• [Yapılacak iş]: Aşağıdaki haremağaları metnini hiçbir şeyini değiştirmeden baştan sona yazın.

• [Sayfa]:
= = = =

1930’ların başında haremağalarından elli kadarı birleşerek Haremağaları Teavün Cemiyeti adlı bir teşkilat kurdular. Cemiyet’in amacı durumlarına bir çare aramaktı. Merkezi Üsküdar’daydı derneğin, eski becerilerini yeni işlerde kullanabilirlerdi. Görgü kuralları ve nezaket konusunda uzman olmayı Harem’de öğrenmişlerdi. Sonraki yıllarda bu sayede müze bekçisi, resepsiyoncu, yer gösterici ve İstanbul’un önde gelen lokantalarının ağzı sıkı başgarsonları olarak çalıştılar. Andrew Mango, Mustafa Kemal’in bile ilk başlarda Çankaya Köşkü’nde eski bir haremağasını istihdam ettiğini söyler kitabında.
*
Gökhan Akçura makalesinde, Mazhar Osman Uzman ile İhsan Şükrü Aksel’in 1935'te Londra Uluslararası İkinci Nöroloji Kongresi'ne sundukları bilimsel tebliğlerinin bir bölümünde, haremağalarının cinsel yaşamı ve psikolojilerine de yer verdiklerini söyler.

= = = =

• [Ham kayıtlar]:
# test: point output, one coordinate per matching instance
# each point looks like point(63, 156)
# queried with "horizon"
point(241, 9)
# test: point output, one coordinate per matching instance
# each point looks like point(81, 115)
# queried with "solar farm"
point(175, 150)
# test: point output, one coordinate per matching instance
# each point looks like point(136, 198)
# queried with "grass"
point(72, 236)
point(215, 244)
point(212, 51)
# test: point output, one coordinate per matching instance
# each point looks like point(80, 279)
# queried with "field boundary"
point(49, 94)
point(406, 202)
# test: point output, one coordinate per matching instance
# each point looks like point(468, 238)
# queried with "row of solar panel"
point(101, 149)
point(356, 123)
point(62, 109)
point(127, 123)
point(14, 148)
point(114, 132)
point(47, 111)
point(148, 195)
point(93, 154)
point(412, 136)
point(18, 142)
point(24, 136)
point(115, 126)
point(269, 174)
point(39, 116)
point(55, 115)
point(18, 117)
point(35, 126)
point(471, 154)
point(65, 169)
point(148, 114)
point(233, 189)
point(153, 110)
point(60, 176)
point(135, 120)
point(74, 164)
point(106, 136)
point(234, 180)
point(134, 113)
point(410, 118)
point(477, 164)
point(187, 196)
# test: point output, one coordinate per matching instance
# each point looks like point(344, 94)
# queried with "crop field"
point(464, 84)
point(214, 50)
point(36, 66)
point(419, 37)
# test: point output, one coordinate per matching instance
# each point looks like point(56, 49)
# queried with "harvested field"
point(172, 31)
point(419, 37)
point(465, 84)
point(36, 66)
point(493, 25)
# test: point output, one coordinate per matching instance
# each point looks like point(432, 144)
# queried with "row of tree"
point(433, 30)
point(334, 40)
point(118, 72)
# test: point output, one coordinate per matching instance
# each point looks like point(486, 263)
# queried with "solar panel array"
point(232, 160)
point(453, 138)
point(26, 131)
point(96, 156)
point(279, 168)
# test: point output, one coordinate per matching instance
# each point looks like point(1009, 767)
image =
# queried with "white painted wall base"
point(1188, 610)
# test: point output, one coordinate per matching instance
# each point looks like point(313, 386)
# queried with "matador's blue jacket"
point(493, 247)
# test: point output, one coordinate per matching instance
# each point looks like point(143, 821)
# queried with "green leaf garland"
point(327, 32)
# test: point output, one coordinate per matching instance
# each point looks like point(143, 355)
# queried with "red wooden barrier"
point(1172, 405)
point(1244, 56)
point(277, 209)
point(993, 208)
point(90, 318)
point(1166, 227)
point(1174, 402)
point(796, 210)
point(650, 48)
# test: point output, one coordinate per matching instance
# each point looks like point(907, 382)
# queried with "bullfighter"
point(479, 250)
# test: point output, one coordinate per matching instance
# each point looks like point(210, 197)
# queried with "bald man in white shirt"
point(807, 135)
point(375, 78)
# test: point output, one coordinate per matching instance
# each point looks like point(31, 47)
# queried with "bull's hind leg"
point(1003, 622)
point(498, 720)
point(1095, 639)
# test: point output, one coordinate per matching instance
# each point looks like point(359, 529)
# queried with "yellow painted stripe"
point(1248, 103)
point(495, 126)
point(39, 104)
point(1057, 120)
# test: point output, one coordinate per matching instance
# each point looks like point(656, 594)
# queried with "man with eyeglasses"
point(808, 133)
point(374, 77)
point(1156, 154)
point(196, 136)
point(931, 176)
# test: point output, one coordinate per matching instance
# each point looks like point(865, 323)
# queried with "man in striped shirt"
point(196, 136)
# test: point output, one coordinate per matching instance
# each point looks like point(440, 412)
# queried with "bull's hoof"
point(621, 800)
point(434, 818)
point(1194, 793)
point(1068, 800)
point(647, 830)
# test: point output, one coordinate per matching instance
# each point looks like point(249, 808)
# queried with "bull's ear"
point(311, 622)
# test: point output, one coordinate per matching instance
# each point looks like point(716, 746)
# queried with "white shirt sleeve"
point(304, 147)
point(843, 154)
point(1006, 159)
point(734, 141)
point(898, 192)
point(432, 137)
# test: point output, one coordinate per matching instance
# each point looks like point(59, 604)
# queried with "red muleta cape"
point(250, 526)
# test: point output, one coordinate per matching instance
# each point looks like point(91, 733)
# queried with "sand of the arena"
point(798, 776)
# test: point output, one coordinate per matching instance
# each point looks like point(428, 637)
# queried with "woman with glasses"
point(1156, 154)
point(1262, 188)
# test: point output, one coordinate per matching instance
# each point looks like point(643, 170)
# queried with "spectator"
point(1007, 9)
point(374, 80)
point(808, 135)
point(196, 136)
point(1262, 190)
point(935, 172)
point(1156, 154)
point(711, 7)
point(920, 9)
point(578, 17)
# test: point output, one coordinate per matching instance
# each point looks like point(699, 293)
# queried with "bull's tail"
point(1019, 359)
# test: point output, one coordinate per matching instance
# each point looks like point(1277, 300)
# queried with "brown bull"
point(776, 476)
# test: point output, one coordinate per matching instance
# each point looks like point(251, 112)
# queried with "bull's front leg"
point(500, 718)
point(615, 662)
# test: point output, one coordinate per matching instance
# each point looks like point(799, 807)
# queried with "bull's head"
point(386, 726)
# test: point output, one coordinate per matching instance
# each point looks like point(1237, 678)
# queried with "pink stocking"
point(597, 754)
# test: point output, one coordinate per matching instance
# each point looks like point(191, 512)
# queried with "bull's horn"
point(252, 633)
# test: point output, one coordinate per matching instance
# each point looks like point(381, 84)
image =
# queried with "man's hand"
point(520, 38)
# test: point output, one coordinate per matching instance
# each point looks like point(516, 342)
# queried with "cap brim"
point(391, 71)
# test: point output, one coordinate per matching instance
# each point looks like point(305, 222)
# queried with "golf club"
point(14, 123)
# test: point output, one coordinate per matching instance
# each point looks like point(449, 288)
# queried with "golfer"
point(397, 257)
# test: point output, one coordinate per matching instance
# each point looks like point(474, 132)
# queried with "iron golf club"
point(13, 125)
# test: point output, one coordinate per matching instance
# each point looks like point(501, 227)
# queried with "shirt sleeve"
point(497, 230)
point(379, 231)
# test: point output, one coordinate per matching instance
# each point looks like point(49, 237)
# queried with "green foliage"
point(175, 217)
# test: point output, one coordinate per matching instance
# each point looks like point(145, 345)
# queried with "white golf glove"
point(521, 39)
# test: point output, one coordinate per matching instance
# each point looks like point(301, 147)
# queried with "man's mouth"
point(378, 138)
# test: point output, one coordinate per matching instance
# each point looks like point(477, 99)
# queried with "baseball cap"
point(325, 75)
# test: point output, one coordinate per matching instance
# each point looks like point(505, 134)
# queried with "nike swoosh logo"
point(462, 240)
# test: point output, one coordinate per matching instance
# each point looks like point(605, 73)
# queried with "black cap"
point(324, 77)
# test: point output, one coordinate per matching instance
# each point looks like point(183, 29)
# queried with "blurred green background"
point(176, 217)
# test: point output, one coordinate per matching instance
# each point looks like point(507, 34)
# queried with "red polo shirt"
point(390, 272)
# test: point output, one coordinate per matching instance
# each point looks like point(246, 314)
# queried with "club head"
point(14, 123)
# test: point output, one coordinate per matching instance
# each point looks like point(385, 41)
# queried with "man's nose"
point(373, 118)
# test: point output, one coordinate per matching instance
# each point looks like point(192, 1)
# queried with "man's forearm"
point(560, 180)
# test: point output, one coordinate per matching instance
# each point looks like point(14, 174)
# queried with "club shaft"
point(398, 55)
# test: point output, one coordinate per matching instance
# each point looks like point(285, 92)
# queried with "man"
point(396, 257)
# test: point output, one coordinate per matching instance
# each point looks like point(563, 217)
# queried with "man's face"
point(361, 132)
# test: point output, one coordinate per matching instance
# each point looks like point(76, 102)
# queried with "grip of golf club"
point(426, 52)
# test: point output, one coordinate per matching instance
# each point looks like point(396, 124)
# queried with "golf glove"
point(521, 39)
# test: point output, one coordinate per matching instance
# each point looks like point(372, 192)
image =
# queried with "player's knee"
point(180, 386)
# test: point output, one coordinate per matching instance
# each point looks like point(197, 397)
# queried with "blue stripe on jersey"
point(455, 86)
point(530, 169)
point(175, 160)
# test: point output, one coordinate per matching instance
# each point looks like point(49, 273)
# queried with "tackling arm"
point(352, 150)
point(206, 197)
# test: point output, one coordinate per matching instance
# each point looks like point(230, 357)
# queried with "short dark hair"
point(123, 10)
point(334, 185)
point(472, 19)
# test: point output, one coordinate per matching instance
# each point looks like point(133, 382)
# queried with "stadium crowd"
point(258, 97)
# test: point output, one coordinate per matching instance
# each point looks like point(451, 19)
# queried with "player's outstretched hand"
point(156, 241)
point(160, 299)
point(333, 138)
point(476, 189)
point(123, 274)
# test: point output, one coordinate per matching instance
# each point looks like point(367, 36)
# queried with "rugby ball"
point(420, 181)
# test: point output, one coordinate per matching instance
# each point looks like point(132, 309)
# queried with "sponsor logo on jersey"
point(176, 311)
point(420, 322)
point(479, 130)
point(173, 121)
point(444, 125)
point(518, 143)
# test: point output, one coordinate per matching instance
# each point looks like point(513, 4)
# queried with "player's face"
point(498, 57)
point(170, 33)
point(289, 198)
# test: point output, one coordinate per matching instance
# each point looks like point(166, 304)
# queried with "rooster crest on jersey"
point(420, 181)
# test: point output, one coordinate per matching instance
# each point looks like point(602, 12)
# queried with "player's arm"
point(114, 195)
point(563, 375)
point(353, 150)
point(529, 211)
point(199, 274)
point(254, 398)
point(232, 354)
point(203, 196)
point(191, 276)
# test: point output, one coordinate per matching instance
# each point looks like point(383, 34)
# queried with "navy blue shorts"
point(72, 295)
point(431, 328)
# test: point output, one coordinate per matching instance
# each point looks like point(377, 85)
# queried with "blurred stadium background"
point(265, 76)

= = = =

• [Tam cevap]:
1930’ların başında haremağalarından elli kadarı birleşerek Haremağaları Teavün Cemiyeti adlı bir teşkilat kurdular. Cemiyet’in amacı durumlarına bir çare aramaktı. Merkezi Üsküdar’daydı derneğin, eski becerilerini yeni işlerde kullanabilirlerdi. Görgü kuralları ve nezaket konusunda uzman olmayı Harem’de öğrenmişlerdi. Sonraki yıllarda bu sayede müze bekçisi, resepsiyoncu, yer gösterici ve İstanbul’un önde gelen lokantalarının ağzı sıkı başgarsonları olarak çalıştılar. Andrew Mango, Mustafa Kemal’in bile ilk başlarda Çankaya Köşkü’nde eski bir haremağasını istihdam ettiğini söyler kitabında.
*
Gökhan Akçura makalesinde, Mazhar Osman Uzman ile İhsan Şükrü Aksel’in 1935'te Londra Uluslararası İkinci Nöroloji Kongresi'ne sundukları bilimsel tebliğlerinin bir bölümünde, haremağalarının cinsel yaşamı ve psikolojilerine de yer verdiklerini söyler.